> **Task goal**
Update the material between the line holding "of the crumpled" and the line holding "of the shop", inclusive, by replacing "overcast sky" with "cloudy sky" and leaving everything else unchanged. Return only those lines, without the pictures.

============================================================

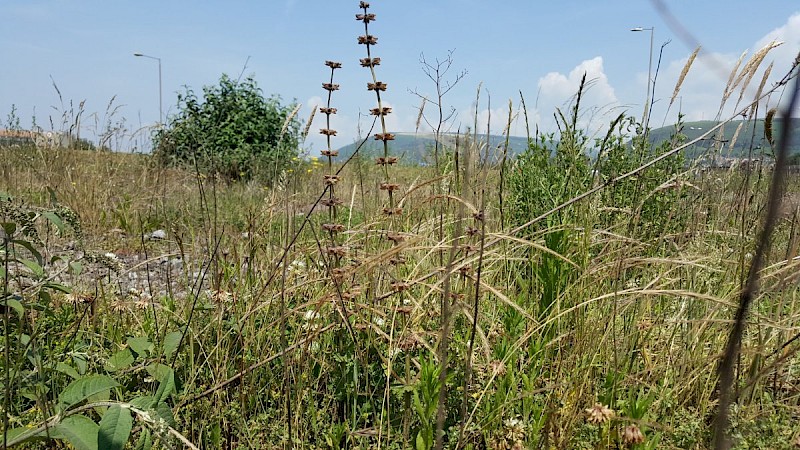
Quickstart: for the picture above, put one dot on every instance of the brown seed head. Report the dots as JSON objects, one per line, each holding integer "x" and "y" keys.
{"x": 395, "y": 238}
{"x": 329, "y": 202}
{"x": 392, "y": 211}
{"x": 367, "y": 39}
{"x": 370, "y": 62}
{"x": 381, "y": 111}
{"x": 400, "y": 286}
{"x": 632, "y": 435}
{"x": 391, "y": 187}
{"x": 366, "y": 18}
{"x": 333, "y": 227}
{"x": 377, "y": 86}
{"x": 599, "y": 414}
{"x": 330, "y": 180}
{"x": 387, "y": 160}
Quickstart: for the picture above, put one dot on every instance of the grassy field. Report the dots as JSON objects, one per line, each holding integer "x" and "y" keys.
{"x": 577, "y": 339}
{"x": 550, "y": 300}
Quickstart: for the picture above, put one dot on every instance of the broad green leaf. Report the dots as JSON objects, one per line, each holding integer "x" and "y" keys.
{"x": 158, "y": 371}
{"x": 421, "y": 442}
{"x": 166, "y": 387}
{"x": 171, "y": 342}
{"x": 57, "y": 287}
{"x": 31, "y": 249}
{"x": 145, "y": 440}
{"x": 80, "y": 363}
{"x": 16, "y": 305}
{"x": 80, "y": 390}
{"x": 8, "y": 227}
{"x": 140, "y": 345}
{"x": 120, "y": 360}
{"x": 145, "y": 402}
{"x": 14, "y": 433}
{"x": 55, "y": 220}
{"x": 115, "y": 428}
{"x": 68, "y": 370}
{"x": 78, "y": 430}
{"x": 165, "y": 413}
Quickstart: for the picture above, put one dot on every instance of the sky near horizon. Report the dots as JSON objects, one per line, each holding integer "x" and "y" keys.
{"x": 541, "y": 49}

============================================================

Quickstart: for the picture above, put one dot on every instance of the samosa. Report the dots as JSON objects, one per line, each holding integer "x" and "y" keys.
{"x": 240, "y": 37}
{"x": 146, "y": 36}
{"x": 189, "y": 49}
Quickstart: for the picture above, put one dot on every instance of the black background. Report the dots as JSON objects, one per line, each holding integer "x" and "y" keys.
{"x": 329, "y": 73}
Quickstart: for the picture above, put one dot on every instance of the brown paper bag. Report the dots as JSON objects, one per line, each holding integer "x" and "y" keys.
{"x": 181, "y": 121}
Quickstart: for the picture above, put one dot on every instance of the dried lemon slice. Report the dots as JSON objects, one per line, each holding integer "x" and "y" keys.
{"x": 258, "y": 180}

============================================================

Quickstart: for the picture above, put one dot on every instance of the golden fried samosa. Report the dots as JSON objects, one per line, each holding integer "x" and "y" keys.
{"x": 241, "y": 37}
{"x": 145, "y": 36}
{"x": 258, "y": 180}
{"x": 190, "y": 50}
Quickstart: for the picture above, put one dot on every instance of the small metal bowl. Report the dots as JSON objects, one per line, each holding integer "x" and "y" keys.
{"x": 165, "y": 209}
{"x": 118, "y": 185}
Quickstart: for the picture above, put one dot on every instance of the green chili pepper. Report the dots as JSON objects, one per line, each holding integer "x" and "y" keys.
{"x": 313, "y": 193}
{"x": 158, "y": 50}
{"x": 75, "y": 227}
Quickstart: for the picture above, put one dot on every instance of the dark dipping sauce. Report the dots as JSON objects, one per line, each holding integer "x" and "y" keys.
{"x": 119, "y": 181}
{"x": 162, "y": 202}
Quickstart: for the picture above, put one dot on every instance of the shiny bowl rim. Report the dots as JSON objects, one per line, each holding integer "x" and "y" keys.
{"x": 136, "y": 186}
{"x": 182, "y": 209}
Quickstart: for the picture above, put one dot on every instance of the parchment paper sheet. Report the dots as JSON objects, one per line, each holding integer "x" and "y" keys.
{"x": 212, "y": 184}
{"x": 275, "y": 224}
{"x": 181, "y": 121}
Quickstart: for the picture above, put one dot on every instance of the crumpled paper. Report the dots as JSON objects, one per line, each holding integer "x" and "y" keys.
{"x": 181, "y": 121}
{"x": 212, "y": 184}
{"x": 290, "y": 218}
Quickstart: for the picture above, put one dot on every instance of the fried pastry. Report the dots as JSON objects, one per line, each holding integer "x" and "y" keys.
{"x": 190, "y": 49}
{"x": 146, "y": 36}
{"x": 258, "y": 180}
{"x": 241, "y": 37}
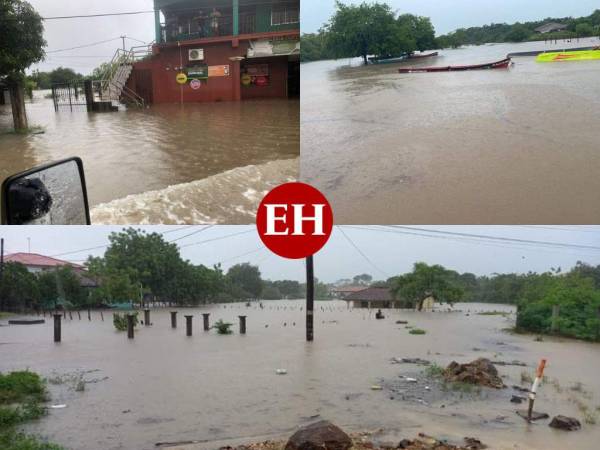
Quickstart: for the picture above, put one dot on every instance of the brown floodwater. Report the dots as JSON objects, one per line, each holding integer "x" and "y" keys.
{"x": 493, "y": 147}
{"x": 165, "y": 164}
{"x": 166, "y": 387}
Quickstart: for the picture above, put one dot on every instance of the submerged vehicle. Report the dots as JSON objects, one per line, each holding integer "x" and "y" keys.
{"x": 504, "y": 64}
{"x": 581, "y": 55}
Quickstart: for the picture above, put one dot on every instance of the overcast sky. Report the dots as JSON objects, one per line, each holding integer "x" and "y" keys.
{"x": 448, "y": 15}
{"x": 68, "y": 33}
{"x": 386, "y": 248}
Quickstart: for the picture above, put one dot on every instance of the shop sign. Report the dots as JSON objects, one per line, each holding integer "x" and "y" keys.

============================================================

> **Response to the exercise**
Quickstart: for the picture above, put one dot on every instance of the crumpled paper. Report the dots as JSON objects, one per line, each holding integer "x" and "y" keys.
{"x": 181, "y": 121}
{"x": 212, "y": 184}
{"x": 290, "y": 218}
Quickstart: for the picture above, put one dot on every instance of the fried pastry. Report the dots as JSON objects, one per line, each holding integer "x" and "y" keys.
{"x": 190, "y": 49}
{"x": 146, "y": 36}
{"x": 258, "y": 180}
{"x": 241, "y": 37}
Quickstart: for the picture above, put one dot on every instance of the brown floodwater. Report the dots as JSON objects, one per line, each holding integer "x" and "y" keys.
{"x": 493, "y": 147}
{"x": 165, "y": 164}
{"x": 166, "y": 387}
Quickstart: for the picture above, put one dot on every instance of the submerged vehicle. Report the dots as JSON objects, one per line, each holding integer "x" and "y" keys.
{"x": 504, "y": 64}
{"x": 581, "y": 55}
Quickstart: for the picture above, put one dot on every instance of the cloudy sky. Report the dots as JSON objects, one per line, each holding integer "x" and "y" keys.
{"x": 448, "y": 15}
{"x": 68, "y": 33}
{"x": 386, "y": 248}
Quickstart: for the picture above, put one dot on every instance of the shop sign. Report the dots as JSON objects, one per line, each holding integer "x" and "y" keys.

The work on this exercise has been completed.